■ Source material
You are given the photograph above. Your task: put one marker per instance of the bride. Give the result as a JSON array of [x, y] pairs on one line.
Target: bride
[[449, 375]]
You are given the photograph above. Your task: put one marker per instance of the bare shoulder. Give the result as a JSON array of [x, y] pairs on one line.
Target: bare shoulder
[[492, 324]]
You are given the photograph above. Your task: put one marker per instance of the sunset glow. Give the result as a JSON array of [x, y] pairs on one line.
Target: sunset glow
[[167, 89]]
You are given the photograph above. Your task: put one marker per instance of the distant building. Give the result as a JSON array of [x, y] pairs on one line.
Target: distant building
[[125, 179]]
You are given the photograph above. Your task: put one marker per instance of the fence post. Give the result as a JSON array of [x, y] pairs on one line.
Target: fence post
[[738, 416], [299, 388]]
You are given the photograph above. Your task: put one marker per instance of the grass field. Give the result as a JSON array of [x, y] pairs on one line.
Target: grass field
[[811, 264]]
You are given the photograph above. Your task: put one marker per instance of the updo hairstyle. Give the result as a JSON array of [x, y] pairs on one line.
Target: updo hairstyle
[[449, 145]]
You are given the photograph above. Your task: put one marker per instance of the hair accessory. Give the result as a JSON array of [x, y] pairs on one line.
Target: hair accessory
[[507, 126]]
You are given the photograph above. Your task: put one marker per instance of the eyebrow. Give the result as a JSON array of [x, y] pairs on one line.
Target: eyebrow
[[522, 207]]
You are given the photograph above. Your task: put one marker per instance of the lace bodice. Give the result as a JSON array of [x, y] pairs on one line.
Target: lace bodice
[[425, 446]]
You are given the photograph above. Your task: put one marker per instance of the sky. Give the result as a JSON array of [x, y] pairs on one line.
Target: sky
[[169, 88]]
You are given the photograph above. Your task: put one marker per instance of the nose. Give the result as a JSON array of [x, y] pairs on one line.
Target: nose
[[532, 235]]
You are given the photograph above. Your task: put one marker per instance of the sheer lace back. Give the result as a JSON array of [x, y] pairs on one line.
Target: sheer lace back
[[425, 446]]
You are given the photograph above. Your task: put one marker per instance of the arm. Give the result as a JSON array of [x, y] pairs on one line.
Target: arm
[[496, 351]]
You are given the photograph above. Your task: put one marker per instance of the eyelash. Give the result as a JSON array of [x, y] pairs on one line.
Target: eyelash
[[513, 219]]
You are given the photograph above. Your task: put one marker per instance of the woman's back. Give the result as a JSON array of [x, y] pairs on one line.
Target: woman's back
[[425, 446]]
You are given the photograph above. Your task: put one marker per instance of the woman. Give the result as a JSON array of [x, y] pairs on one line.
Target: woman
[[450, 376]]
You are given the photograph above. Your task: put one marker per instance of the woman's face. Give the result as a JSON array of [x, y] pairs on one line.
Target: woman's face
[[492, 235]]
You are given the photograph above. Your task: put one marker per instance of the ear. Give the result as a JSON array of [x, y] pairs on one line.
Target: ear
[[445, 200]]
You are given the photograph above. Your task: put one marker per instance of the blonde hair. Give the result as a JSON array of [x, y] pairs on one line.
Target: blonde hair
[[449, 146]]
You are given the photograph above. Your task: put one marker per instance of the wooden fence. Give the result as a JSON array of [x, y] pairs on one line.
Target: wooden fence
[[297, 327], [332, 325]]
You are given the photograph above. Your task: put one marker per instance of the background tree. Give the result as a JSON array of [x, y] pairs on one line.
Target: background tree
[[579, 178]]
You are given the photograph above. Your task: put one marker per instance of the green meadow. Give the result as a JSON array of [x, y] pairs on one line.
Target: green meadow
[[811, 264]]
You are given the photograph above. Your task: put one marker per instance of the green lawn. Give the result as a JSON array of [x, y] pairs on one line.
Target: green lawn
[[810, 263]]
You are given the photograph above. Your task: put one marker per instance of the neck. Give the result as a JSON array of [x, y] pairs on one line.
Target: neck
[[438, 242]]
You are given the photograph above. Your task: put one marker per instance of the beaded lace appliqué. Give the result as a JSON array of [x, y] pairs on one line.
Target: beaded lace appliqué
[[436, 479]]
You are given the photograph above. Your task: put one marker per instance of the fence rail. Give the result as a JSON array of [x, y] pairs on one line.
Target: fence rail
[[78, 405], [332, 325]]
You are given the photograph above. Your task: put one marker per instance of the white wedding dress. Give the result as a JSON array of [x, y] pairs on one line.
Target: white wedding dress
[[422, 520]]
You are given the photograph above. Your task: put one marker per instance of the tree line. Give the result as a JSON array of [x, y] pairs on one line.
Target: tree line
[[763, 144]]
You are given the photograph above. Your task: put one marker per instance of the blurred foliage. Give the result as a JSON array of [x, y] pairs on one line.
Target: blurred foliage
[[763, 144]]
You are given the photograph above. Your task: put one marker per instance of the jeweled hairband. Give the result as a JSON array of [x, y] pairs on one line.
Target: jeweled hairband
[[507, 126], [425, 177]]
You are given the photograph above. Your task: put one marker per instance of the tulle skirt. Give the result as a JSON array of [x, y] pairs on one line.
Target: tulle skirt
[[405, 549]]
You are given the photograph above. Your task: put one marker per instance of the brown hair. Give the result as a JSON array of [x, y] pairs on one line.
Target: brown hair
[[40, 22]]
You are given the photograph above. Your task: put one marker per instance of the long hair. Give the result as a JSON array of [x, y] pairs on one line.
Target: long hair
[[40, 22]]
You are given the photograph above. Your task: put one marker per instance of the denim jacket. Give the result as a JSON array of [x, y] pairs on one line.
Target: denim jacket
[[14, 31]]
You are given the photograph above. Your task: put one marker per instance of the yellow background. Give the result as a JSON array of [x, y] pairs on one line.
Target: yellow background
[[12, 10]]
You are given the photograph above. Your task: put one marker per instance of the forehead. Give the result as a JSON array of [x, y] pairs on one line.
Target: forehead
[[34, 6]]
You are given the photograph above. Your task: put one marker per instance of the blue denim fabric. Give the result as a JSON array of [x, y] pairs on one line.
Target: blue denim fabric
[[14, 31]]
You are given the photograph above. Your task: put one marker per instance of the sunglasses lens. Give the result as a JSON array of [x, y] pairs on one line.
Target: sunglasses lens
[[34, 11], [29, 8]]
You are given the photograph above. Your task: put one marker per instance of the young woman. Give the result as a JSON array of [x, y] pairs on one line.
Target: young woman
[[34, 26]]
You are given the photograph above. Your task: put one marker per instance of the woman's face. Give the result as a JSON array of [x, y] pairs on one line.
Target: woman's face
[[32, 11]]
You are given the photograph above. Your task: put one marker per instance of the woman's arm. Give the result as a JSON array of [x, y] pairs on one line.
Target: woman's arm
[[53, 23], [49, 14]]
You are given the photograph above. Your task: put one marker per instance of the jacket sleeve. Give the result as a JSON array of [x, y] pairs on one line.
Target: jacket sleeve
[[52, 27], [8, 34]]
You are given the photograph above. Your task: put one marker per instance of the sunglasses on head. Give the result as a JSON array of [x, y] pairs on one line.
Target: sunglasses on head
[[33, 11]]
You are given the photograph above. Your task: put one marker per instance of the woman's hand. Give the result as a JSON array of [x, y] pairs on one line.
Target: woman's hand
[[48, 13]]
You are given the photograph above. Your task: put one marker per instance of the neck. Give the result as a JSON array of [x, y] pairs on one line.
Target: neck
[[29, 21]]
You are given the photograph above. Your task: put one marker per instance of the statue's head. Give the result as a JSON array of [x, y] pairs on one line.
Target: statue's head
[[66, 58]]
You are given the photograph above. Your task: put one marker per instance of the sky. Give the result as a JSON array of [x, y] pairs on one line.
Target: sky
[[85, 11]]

■ Description of the task
Please write out the whole listing exactly as given.

■ Output of the exercise
You are given the photograph above. Your task: put one marker per instance of the bride. Give the result as a JSON array of [x, y] pairs on one line.
Target: bride
[[449, 375]]
You are given the photograph above. Your task: put one marker per instance of the bare shoulder. Give the result as a JSON array of [x, y] pairs on one line.
Target: bare shoulder
[[492, 324]]
You are given the photograph above. Your task: put one marker per instance of the sunset glow. Give the result as a JSON array of [x, y] pairs on one line.
Target: sunset glow
[[167, 89]]
You are given the photograph above. Your task: put one marker per instance of the distant building. Give the result as a JSON array of [x, y] pairs on one line.
Target: distant building
[[125, 179]]
You are given the photograph above. Your task: put one marker per instance of the fence post. Give the result as a JSON array of [x, y] pairs on one line.
Target: fence post
[[738, 416], [299, 388]]
You are given the photograph above. Your task: put one marker per instance of the grass field. Give the result as a JSON array of [x, y] pairs on one line.
Target: grass field
[[811, 264]]
You are given the photograph above. Your task: put one marker per instance of the updo hairstyle. Give the result as a JSON array of [x, y] pairs on one line.
Target: updo hairstyle
[[449, 145]]
You are given the photograph above. Your task: put one marker per instance of the hair accessory. Give the result as a JSON array of [x, y] pairs on one line.
Target: hair accessory
[[507, 126]]
You are given the photograph above. Your task: put one marker per instance of the eyebrow. Give the result as a JSON array of [x, y] pairs on one line.
Target: eyebrow
[[522, 207]]
You are given the photograph above. Your task: put one marker per instance of the lace bodice. Give the result as a JSON array of [x, y] pairs on one line.
Target: lace bodice
[[425, 446]]
You are given the photograph above. Your task: put one marker per instance of the sky. Give the result as a JSON array of [x, y] pairs on one line.
Target: sky
[[169, 88]]
You are given the photograph above. Your task: put one marker per instance of the nose. Give the result as a JSON array of [x, y] pairs on one line.
Target: nose
[[532, 235]]
You are given the photograph above. Your task: put one marker per instance of the sheer lace back. Give the result as a JSON array of [x, y] pairs on one line.
Target: sheer lace back
[[425, 446]]
You are given the photograph above. Your task: put one marker per instance of the arm. Give the result as a JSON array of [x, y] pairs on one line.
Target: arm
[[496, 351]]
You are given the photograph above. Your task: put one marker per instance of the eyelash. Give the result as a JSON array of [x, y] pairs on one line.
Target: eyelash
[[513, 219]]
You are given the photograph above. Your task: put one marker per instance of the woman's back. Give the result as a JSON array of [x, y] pairs on one line.
Target: woman's back
[[425, 446]]
You are given the photograph above. Your task: put one marker per instance of the woman. Give the result as a JSON array of [x, y] pairs on one line.
Target: woman
[[450, 376]]
You are given the photograph above. Your task: put one marker per instance of the woman's face. Give the result as a JSON array of [x, y] pairs on one line.
Target: woman's face
[[492, 235]]
You are given the photograph above. Your task: put one marker per instance of the ear. Give the result as a JSON array of [x, y] pairs on one line.
Target: ear
[[445, 200]]
You are given the photograph above. Your task: put one marker per instance of the blonde hair. Give the result as a JSON array of [x, y] pairs on one line.
Target: blonde hair
[[449, 146]]
You are given the photograph above. Your task: put one marker per instance of the wooden fence. Give the result as a JSON array of [x, y] pairs on one line.
Target: wooden fence
[[297, 327], [332, 325]]
You are given the photograph above. Your task: put one marker per instance of the background tree. Give the result as a JSON array of [x, y] pairs on one line.
Target: background tree
[[579, 178]]
You are given the photograph above. Your task: put one marker per instance of the green meadow. Give the result as a JSON array of [x, y] pairs on one line.
Target: green meadow
[[811, 264]]
You are given the photograph above. Your task: put one marker per instance of the green lawn. Give the result as a JSON array of [x, y] pairs on one line.
Target: green lawn
[[810, 263]]
You are given the photograph above. Your task: put one marker per instance of the neck. Give the result as a JSON array of [x, y] pairs on one line.
Target: neck
[[438, 242]]
You are given the photograph above. Your task: put one marker per instance of the beaded lace appliqué. Give the result as a JSON array of [x, y] pairs on one line.
Target: beaded lace appliqué
[[436, 479]]
You are given the photograph above. Your task: put one marker per instance of the fence rail. Give the result as a JSON array of [x, y] pairs on one line.
Target: fence rail
[[78, 405], [332, 325]]
You are given the photograph above. Your task: put one marker per instance of the white wedding dress. Give the result as a JSON array of [x, y] pairs on one line.
Target: white wedding dress
[[422, 520]]
You are given the photograph above. Your task: put one marker per instance of the tree line. Give the result as a JSON array of [x, y] pairs on one line.
Target: tree line
[[763, 144]]
You are given the photograph above. Your task: put one marker per instance of the blurred foliage. Give the result as a JSON array of [x, y] pairs on one line.
Target: blurred foliage
[[763, 144]]
You are given the photograph above. Your task: put one marker per instance of the jeweled hairband. Give the result as a JSON array of [x, y] pairs on one line.
Target: jeweled hairband
[[507, 126], [425, 177]]
You are given the photograph above. Your task: put one marker per instance of the tulle skirt. Give the result as a JSON array of [x, y] pairs on one line.
Target: tulle skirt
[[405, 549]]
You are given the photograph above. Your task: put one marker per instance of the brown hair. Give the result as a JSON array of [x, y] pairs on one line.
Target: brown hair
[[40, 22]]
You are given the photograph above. Your task: put one marker per instance of the long hair. Give the result as a JSON array of [x, y] pairs on one line.
Target: long hair
[[40, 22]]
You are given the photograph above. Your task: put one marker per instance of the denim jacket. Give the result as a JSON array of [x, y] pairs on one line.
Target: denim jacket
[[14, 31]]
You are given the photograph above. Your task: put one marker per instance of the yellow background. Give the result as a JSON array of [x, y] pairs on one line.
Target: yellow background
[[12, 10]]
You are given the photograph above. Your task: put one marker per instance of the forehead. Give the result as a JSON array of [x, y] pairs on one line.
Target: forehead
[[34, 6]]
You are given the photograph above. Your task: put one marker per instance of the blue denim fabric. Give the result as a JSON array of [x, y] pairs on one line.
Target: blue denim fabric
[[14, 31]]
You are given the photograph above. Your task: put one marker per instance of the sunglasses lens. Give the result as a JSON array of [x, y] pairs on one line.
Target: sunglasses lens
[[34, 11], [29, 8]]
You are given the photograph above. Your task: put one marker per instance of the young woman. Give the result as a JSON array of [x, y] pairs on one line.
Target: young woman
[[34, 26]]
You are given the photograph above. Your task: put one marker per instance of the woman's face. Give the result as a JSON array of [x, y] pairs on one line.
Target: woman's face
[[32, 11]]
You are given the photograph above. Your task: put one marker per instance of the woman's arm. Give the result as a JSON array of [x, y] pairs on one line.
Target: woman's arm
[[53, 23], [49, 14]]
You are given the photograph above. Your task: put one marker per instance of the jacket sleeve. Give the result as a JSON array of [x, y] pairs on one line.
Target: jacket sleeve
[[52, 27], [8, 34]]
You are given the photograph above. Your task: put one marker per instance of the sunglasses on head. Give the result as a JSON array of [x, y] pairs on one line.
Target: sunglasses on head
[[33, 11]]
You are given the photograph above. Your task: put one marker per instance of the woman's hand. Give the result as a JSON array of [x, y] pairs on one line.
Target: woman's hand
[[48, 13]]
You are given the photograph above. Your task: put one marker per instance of the neck. Give the result as a JSON array of [x, y] pairs on one line.
Target: neck
[[29, 21]]
You are given the photograph above. Your task: put one marker per instance of the statue's head. Give the result as a JSON array of [x, y] pairs on one line.
Target: statue's head
[[66, 58]]
You are given the photograph above. Your task: put one marker per instance of the sky. Give the result as a JSON array of [x, y] pairs on one line.
Target: sky
[[85, 11]]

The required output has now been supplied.